WHAT IS REQUIRED:
Rewrite every line of the entries below as a JSON list of strings, one string per line, skipping blank lines and leaving out the pictures.

Dataset excerpt:
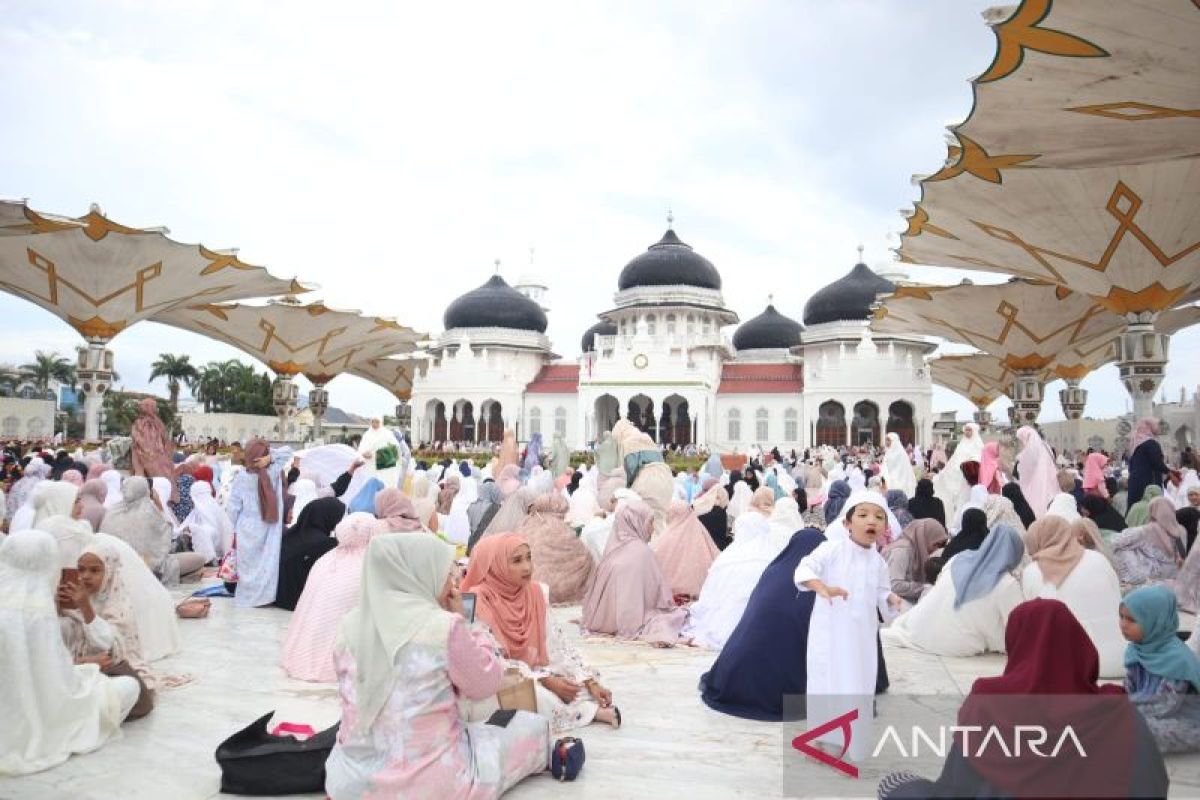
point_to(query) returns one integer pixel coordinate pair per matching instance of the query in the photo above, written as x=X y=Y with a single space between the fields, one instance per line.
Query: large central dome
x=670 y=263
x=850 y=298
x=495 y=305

WRITTEN REPLY:
[
  "point_to(query) returns one integer pixel coordinate pair per matching instance of the query in the photo above, written as x=X y=Y with a single space between the fields, one instance per line.",
  "Query: large central dome",
  "x=670 y=263",
  "x=850 y=298",
  "x=495 y=305"
]